I'm an engineer, and while you get introduced to many concepts of mathematics, but only with a subset of the vocabulary, and none of the rigor and proofs. So while trying to read a mathematical book, the following exercise is posed:
Let $p \in \mathbb{P}_k$ with $k ≥ 1$. Assume that $p$ vanishes on the $\mathbb{R}^d$-hyperplane of equation $λ = 0$. Prove that there is $q \in \mathbb{P}_{k-1}$ such that $p = λq$.
I've attempted a prove by induction, but I have no idea if it is correct, and if it would be accepted by a mathematician as proof. So the question is, how do I get to the point that I feel comfortable with my rigor and notation, given the state of iqnorance I'm currently in?
My attempt at the proof goes like this: Base case: $k = 1$, $λ = \sum_{i=1}^d a_i x_i = 0$, $p = \sum_{i=1}^d b_i x_i + c$. For $p$ on $λ$, $p$ has to vanish: $$p(x_1 = -\frac{1}{a_1} \sum_{i=2}^d a_i x_i) = 0$$ $$\Leftrightarrow 0 = \sum_{i=2}^d (b_i - \frac{b_1}{a_1} a_i) x_i + c.$$ Because this has to hold for all $x_i$: $$c = 0,$$ $$b_i = \frac{b_1}{a_1} a_i,$$ which means $p = \frac{b_1}{a_1} \sum_{i=1}^d a_i x_i$. Inserting this into $p = λq$: $$\frac{b_1}{a_1} \sum_{i=1}^d a_i x_i = q \sum_{i=1}^d a_i x_i$$ $$\Leftrightarrow q = \frac{b_1}{a_1}.$$ This shows that the base case is true. It exists, and it is of degree zero.

§ **WHAT YOU WILL DO**
1. In the post about the polynomial proof, rename "induction" as "contradiction" and give the stretch starting with "I've attempted a" and going on through "I'm currently in?".
2. Go on with the post about the polynomial proof, starting right after its last sentence.
The material after this point stands apart from the post.

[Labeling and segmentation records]
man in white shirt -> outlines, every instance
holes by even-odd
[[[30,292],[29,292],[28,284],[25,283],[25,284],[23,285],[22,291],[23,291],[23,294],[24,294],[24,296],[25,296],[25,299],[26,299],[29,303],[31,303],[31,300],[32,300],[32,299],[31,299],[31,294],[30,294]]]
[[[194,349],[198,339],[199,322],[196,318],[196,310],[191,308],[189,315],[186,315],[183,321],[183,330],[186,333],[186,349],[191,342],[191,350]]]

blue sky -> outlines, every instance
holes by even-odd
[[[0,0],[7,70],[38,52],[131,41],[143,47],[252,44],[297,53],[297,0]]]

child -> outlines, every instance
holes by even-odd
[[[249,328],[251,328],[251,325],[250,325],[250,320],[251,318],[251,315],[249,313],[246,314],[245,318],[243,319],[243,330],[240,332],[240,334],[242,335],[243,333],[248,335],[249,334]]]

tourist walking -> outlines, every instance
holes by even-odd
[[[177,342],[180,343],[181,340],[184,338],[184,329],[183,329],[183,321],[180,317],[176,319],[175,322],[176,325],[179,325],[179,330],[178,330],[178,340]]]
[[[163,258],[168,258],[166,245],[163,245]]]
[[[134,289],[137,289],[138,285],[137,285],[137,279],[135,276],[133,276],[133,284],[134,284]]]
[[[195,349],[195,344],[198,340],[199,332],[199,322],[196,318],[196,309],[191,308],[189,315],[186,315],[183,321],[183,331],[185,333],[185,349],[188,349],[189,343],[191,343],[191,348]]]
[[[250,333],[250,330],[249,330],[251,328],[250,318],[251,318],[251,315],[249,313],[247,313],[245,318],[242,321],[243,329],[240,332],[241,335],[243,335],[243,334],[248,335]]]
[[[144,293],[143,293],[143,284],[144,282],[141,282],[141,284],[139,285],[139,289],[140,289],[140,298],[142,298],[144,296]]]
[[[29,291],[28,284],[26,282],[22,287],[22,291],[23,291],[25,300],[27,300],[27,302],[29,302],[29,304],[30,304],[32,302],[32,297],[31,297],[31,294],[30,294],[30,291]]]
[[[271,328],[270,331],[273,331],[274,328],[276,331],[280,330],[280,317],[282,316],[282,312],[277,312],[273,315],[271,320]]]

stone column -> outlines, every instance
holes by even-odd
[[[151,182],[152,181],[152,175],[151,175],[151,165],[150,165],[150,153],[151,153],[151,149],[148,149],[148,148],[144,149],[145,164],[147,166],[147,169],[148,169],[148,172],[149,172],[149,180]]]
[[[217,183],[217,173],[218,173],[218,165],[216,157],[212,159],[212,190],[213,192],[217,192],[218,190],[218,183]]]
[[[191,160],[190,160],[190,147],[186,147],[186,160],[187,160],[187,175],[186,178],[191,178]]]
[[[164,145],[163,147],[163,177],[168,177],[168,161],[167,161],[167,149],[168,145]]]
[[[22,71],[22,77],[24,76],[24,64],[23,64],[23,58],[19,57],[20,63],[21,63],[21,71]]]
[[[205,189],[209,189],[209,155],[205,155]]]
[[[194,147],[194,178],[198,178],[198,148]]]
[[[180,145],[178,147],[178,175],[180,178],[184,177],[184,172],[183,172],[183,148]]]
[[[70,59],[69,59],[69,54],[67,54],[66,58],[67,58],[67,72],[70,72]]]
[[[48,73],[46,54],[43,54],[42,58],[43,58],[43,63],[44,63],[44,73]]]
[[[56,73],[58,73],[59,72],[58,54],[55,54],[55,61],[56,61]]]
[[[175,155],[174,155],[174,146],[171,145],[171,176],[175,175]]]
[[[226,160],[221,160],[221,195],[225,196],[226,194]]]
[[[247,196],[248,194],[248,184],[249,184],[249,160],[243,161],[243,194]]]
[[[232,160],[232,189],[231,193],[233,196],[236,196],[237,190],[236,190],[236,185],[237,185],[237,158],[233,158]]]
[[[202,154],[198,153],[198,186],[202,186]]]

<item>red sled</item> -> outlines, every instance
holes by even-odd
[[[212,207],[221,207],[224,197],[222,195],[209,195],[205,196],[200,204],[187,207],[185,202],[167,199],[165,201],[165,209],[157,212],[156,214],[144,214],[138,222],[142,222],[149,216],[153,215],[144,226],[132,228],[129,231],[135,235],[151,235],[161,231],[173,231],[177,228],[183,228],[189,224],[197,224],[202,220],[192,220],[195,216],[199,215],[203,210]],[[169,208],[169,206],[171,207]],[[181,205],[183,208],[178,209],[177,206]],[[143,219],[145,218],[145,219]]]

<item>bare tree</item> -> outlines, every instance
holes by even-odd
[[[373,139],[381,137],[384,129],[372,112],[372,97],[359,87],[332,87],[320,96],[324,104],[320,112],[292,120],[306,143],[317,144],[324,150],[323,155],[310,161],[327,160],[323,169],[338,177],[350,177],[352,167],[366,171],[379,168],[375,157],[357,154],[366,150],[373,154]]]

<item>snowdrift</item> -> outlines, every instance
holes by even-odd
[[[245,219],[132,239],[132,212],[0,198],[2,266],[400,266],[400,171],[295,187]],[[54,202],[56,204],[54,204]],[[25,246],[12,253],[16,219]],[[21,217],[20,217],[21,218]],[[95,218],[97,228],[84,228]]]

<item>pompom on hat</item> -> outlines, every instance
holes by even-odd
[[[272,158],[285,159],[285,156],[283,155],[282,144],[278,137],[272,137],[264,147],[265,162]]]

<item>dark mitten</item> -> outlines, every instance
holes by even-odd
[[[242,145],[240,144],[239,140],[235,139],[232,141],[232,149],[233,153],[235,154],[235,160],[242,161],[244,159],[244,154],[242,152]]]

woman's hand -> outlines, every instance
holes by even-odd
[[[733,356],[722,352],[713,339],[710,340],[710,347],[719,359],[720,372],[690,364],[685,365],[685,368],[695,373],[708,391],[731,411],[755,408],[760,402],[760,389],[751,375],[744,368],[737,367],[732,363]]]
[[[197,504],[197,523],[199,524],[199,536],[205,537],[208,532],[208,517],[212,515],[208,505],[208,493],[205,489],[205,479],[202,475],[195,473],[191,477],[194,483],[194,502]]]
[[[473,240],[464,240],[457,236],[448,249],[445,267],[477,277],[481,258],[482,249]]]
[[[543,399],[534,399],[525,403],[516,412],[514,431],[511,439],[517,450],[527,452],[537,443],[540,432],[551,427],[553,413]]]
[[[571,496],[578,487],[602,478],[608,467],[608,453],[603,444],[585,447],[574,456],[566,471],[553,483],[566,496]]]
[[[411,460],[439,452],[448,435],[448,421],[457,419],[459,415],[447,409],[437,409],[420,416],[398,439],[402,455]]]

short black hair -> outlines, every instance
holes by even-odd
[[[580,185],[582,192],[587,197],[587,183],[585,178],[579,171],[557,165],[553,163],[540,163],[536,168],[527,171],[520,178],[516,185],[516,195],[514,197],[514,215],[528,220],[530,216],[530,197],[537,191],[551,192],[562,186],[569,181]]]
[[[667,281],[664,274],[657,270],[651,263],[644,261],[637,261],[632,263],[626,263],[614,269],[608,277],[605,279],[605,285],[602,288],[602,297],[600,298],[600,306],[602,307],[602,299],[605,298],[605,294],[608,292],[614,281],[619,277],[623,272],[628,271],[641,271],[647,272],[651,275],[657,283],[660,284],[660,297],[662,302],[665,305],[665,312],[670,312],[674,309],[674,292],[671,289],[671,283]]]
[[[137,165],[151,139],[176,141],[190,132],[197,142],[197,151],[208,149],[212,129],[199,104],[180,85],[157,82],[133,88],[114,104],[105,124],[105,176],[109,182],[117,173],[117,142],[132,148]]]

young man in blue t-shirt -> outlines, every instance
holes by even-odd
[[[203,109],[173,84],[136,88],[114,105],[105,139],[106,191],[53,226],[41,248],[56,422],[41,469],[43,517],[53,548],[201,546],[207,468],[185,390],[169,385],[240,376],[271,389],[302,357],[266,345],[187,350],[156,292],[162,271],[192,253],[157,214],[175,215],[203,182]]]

§ **TASK ANSWERS**
1.
I've attempted a prove by contradiction, but I have no idea if it is correct, and if it would be accepted by a mathematician as proof. So the question is, how do I get to the point that I feel comfortable with my rigor and notation, given the state of iqnorance I'm currently in?

2.
Inductive step A polynomial of degree $(k+1)$ can be written as a product of two polynomials, one of degree $k$ and the other of degree 1. $$p_{k+1} = p_k p_1$$ Given the base case, and the induction hypothesis, we can write $$p_{k+1} = λ q_k λ q_1$$ $$\Rightarrow p_{k+1} = λ q_{k+1}, \text{ with } q_{k+1} = λ q_k q_1$$ $q_{k+1}$ exists, and is of order $k$, since it is a product of polynomials of degree one [$λ$], $(k-1)$ [$q_k$] and zero [$q_1$].
Q.E.D.